[STUDY TEXT]
Stocks fell on Monday, a drop that shows investors continue to grapple with economic concerns as spreading protests in China added to the list of risks facing the global economy.
The S&P 500 fell 1.5 percent. The index started the day only moderately lower, but the drop worsened after James Bullard, president of the Federal Reserve Bank of St. Louis, said during an interview with MarketWatch that the central bank still had more to do when it came to containing inflation.
“Markets are underpricing a little bit the risk that the F.O.M.C. will have to be more aggressive rather than less aggressive in order to contain the very substantial inflation that we have in the U.S.,” Mr. Bullard said, referring to the Fed’s policy-setting committee, the Federal Open Market Committee.
Stocks have climbed nearly 7 percent since early November, a rally fueled largely by expectations that the Fed would slow its process of raising interest rates. Market analysts have repeatedly warned that the rally could be undercut by signs that the economy is still overheating, or new suggestions from the Fed that it isn’t ready to stop its effort to contain inflation.
Investors will hear from Federal Reserve Chair Jerome H. Powell on Wednesday, and they will get an update on the state of the job market on Friday. While other measures of the economy have pointed to the likelihood of a slowdown, the job market has remained robust, posing a challenge for central bankers.

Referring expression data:

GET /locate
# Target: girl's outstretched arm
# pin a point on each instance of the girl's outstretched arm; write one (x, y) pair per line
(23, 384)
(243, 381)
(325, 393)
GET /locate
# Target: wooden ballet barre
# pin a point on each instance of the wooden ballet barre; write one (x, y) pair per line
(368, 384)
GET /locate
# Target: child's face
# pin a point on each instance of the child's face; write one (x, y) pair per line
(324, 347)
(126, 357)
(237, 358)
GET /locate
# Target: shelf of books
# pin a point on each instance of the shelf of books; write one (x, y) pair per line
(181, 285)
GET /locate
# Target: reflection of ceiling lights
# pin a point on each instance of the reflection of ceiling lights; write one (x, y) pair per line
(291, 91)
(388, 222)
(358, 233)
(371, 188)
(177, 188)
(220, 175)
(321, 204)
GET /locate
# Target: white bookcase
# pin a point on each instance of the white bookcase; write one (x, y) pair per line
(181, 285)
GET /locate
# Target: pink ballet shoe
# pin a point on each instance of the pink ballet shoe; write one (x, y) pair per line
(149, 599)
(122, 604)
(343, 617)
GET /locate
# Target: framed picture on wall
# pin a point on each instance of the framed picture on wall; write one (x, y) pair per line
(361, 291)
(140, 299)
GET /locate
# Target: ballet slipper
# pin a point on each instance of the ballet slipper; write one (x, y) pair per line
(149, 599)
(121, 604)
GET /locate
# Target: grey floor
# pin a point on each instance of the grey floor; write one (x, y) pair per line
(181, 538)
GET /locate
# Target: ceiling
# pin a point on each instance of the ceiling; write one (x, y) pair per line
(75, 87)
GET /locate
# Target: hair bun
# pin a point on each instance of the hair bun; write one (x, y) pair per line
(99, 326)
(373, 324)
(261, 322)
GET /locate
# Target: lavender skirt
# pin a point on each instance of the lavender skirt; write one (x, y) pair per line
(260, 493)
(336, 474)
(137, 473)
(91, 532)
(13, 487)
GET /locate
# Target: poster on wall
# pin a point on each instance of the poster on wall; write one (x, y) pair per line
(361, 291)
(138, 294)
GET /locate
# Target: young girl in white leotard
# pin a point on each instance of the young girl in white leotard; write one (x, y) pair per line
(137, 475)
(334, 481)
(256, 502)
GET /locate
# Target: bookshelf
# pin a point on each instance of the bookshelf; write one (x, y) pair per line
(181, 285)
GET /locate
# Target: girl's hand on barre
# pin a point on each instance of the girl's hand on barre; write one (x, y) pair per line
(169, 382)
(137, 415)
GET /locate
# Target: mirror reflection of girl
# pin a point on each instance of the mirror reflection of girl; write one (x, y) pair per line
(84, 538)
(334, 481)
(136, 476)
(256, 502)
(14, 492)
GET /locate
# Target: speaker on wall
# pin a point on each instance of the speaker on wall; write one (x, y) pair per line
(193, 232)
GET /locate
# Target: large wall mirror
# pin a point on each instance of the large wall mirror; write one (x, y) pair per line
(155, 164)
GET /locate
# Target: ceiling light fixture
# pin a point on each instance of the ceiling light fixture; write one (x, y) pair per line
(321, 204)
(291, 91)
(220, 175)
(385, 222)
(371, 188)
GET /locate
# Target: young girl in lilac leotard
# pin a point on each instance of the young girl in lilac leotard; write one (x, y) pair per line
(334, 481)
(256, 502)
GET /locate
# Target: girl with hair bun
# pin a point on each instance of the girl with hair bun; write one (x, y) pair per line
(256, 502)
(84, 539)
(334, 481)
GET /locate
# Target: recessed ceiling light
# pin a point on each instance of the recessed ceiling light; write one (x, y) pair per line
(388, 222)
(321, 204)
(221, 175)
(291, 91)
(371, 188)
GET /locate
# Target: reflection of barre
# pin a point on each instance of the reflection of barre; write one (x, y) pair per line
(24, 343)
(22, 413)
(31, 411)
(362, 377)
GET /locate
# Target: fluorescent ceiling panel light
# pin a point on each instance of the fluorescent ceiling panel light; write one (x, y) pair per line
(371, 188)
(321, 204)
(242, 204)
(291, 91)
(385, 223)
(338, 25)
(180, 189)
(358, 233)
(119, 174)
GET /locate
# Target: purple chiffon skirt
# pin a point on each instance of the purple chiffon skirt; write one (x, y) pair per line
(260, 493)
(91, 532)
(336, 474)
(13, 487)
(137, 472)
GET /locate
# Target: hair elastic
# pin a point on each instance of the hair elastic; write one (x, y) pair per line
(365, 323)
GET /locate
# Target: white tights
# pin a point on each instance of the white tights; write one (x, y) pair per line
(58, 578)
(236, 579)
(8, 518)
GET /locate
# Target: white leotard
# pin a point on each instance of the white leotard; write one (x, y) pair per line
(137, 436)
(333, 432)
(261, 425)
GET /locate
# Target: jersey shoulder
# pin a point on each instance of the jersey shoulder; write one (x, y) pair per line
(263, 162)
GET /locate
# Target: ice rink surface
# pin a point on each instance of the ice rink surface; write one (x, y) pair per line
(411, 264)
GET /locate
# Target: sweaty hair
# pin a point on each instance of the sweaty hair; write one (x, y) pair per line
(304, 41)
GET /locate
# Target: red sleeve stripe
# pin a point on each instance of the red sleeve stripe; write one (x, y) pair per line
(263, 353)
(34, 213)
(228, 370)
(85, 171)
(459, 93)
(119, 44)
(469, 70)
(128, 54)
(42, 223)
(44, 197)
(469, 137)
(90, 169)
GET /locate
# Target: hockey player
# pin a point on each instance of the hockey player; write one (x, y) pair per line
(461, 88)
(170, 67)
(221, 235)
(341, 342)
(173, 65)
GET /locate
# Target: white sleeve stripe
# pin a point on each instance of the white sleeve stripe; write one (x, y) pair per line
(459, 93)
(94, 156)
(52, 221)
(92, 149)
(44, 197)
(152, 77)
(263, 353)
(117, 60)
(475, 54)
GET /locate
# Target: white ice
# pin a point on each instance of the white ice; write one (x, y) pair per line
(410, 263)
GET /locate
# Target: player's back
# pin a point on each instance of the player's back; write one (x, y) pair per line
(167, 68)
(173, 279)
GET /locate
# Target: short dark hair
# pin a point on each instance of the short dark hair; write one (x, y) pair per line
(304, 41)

[TASK INSTRUCTIONS]
How does the news article about Monday's stock market drop go on? Extend it from its final sentence. These records were taken from a separate source.

[RESULT OF THIS EXERCISE]
The negative tone on Wall Street was set early in the day, as investors considered a rare outbreak of protests in China over Covid-19 restrictions , with citizens demonstrating against the country’s strict pandemic guidelines.
Oil prices, often seen as a measure of sentiment toward China’s economy, were sharply lower by the start of trading on Wall Street but they regained those losses by the afternoon. West Texas Intermediate crude rose 1.3 percent to $77.24 a barrel, leaving oil prices up around 2 percent since the beginning of the year.
Unrest in China could slow the production and sale of everything from smartphones to appliances. Weighing on the broad market, shares of Apple — the world’s largest company by market capitalization, which relies on China as a manufacturing hub — fell 2.6 percent.